PROBLEM TO WORK ON
Copy out all the records exactly.

SUPPLIED RECORDS
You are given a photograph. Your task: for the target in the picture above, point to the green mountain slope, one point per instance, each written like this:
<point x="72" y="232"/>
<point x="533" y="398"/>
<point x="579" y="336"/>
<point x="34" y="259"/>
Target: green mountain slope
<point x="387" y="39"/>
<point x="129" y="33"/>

EXPECTED OUTPUT
You are given a photograph. Your task: for the target in the picture above, point to the green mountain slope, one point per instance, each written like this:
<point x="72" y="232"/>
<point x="533" y="398"/>
<point x="579" y="336"/>
<point x="34" y="259"/>
Target: green mountain slope
<point x="387" y="39"/>
<point x="129" y="33"/>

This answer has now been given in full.